Exercise details: Scan the lines below; pull out those with "fruit".

Collected data entries
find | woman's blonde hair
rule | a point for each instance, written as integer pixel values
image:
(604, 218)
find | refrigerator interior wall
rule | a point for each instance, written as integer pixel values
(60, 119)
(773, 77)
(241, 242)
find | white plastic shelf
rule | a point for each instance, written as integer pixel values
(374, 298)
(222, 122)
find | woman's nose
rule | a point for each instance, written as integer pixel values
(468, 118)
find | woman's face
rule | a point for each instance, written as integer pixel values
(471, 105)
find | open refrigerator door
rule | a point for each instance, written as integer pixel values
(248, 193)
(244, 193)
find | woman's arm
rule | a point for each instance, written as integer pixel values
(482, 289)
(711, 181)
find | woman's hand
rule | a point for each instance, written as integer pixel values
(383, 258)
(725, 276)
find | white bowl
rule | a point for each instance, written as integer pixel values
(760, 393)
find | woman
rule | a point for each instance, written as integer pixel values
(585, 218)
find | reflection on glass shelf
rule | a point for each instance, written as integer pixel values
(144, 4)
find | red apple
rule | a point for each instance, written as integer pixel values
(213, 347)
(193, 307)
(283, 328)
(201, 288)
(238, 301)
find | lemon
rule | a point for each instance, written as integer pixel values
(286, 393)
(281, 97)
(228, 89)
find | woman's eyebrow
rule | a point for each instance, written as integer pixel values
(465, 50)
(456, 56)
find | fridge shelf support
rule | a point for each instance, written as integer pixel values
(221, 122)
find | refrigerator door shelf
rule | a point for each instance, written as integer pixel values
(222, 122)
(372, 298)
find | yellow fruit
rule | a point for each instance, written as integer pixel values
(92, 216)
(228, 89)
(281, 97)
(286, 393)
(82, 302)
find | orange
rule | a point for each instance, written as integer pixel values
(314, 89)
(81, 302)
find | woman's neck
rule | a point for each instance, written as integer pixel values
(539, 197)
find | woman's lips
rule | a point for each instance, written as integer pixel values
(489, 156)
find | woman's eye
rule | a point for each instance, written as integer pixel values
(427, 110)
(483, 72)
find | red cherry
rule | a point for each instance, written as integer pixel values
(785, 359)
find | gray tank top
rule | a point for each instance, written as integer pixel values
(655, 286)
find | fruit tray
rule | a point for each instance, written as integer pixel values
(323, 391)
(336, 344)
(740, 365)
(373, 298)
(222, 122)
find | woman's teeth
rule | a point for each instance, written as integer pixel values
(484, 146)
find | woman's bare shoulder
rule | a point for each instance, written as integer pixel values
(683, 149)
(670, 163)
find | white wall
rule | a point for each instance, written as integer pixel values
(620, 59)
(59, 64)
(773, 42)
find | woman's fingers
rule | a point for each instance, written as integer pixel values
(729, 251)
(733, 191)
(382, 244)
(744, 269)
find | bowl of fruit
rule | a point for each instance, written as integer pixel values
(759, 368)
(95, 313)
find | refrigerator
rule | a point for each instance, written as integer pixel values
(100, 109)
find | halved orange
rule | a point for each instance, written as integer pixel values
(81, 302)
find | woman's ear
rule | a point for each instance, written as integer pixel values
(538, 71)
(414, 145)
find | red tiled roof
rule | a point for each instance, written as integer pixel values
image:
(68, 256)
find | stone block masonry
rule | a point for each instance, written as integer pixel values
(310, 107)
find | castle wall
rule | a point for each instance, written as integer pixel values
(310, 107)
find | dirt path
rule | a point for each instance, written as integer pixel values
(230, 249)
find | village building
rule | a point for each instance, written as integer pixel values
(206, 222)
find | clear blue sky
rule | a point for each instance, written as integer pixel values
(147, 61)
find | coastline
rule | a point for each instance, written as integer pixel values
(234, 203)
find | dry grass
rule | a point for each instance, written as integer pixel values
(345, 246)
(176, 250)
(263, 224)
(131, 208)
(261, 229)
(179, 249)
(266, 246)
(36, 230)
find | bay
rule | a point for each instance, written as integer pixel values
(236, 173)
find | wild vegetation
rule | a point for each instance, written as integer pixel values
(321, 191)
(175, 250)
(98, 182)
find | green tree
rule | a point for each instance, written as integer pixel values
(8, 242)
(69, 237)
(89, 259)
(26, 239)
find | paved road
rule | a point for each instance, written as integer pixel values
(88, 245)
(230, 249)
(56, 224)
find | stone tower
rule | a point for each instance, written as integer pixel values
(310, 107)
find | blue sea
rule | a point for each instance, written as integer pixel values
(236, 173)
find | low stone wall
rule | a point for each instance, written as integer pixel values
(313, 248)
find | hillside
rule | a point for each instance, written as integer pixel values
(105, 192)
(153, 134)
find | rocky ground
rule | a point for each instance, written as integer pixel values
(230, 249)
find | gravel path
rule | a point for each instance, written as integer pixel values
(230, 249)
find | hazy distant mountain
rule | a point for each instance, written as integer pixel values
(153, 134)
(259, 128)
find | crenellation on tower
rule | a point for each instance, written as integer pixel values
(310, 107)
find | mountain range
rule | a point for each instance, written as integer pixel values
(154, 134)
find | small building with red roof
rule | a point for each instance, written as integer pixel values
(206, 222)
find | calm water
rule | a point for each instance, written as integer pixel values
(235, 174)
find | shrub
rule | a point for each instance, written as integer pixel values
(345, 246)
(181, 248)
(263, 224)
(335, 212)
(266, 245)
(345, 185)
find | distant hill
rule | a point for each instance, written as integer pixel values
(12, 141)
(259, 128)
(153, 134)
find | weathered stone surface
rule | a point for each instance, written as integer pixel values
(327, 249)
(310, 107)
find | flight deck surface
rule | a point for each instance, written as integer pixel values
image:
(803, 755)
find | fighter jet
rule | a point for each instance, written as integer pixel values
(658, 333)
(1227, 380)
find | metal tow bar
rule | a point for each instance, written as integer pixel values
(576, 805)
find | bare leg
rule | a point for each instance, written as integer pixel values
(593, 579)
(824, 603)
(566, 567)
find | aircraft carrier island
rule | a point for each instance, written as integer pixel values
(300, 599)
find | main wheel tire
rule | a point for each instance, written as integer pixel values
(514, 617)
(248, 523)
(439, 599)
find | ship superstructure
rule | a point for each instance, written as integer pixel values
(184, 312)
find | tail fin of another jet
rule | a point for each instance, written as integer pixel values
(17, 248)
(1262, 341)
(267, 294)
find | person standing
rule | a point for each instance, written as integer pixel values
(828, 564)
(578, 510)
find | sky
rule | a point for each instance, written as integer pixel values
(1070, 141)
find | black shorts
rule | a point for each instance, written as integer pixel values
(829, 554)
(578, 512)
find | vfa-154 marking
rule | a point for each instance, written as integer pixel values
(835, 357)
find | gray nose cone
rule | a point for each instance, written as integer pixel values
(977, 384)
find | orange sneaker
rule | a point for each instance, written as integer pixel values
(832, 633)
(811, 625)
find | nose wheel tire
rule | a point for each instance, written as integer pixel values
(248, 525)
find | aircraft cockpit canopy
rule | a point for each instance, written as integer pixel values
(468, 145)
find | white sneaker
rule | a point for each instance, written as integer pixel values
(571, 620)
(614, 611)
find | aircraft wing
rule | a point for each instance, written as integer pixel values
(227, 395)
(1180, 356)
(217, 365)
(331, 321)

Response:
find | yellow fruit
find | fruit tray
find | bowl of fruit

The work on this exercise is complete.